= ESTRATTO DALLA FONTE =
Secondo una delle più antiche leggende furono le oche col loro starnazzare alto e ripetuto a salvare il Campidoglio dall’invasione dei barbari. Viene da pensare che qualche cosa di simile in tempi molto più recenti accadde a Varese grazie al documentato intervento di un’altra famiglia animale, quella degli equini.
Correva uno dei primi anni sessanta del secolo scorso e sul tavolo di una allora prestigiosa commissione urbanistica del Comune di Varese giunse in modo assai soft una proposta-bomba come si trattasse dell’edificazione di una palazzata condominiale in via Roccacannuccia. Costruire un nuovo ippodromo con tutte le annesse pertinenze, piste, stallaggi eccetera, nella piana di Capolago lasciando l’immenso meraviglioso sedime dell’Ippodromo delle Bettole alla costruzione di una avveniristica Varese2 sulle ali del successo ottenuto per la mitica Milano2.
Nessun costo a carico del Comune, una permuta alla pari. Non si comprese, o meglio si cercò di comprendere, come mai la Giunta Comunale non si fosse subito pronunciata e non avesse immediatamente bocciata una proposta dirompente per il passato, il presente e l’avvenire della Varese Città giardino. Qualche timida giustificazione in realtà venne data: l’ippodromo pur di proprietà comunale era in concessione pluriennale alla società Varesina Incremento Corse Cavalli. Si sentisse la concessionaria, del resto storicamente esperta sui problemi di gestione dell’impianto. Per quanto fosse dato di sapere, i pareri erano divisi all’interno della Varesina allora retta da magnifici signori come Virginio e Carlo Curti. Signori con la esse maiuscola. Avevano portato a rilevanza mondiale la loro industria dei risi, partita da Gemonio, ed in campo ippico erano i patron della Novella, allevamento in quel di Malnate e scuderia vincente su tutte le piste.
I pareri sull’operazione erano discordi. Bellissimo il pensiero di operare su impianti modernissimi, ma la responsabilità di distruggere un bene come quello delle Bettole nessuno era disposto a prendersela. Tutti “avanti tu che a me scappa da ridere” a cominciare ovviamente dai politici delle Giunta.
Che dietro il tutto si nascondessero enormi interessi finanziari-immobiliari era facile capirlo, ma nessuno voleva uscire allo scoperto. Si parlava di promotori milanesi operanti dietro la potentissima Trenno, la società in possesso degli enormi impianti di San Siro. Gente che sapeva come gestire i propri affari. Anche ambienti varesini certamente interessati se ne stavano al coperto. Il notaio Luigi Zanzi, deus ex machina di molte importanti realizzazioni turistiche, se ne pose subito fuori. A suo parere le Bettole potevano essere trasferite ma collocate nella piana di Cantello (quella che produce i succosi asparagi) per favorire afflussi degli svizzeri del Canton Ticino.

= CONSEGNE =
• a. Estrai dal testo sull'ippodromo delle Bettole il tratto che va da "Secondo una delle" fino a "la mitica Milano2.".
• b. Elenca tutte le persone che il testo sull'ippodromo delle Bettole nomina con nome e cognome.

= MATERIALE MOSTRATO =

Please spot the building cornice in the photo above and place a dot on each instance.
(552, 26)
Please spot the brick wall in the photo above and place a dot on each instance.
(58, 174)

= RISPOSTE PER CONSEGNA =
• a.
Secondo una delle più antiche leggende furono le oche col loro starnazzare alto e ripetuto a salvare il Campidoglio dall’invasione dei barbari. Viene da pensare che qualche cosa di simile in tempi molto più recenti accadde a Varese grazie al documentato intervento di un’altra famiglia animale, quella degli equini.
Correva uno dei primi anni sessanta del secolo scorso e sul tavolo di una allora prestigiosa commissione urbanistica del Comune di Varese giunse in modo assai soft una proposta-bomba come si trattasse dell’edificazione di una palazzata condominiale in via Roccacannuccia. Costruire un nuovo ippodromo con tutte le annesse pertinenze, piste, stallaggi eccetera, nella piana di Capolago lasciando l’immenso meraviglioso sedime dell’Ippodromo delle Bettole alla costruzione di una avveniristica Varese2 sulle ali del successo ottenuto per la mitica Milano2.

• b.
Virginio Curti
Carlo Curti
Luigi Zanzi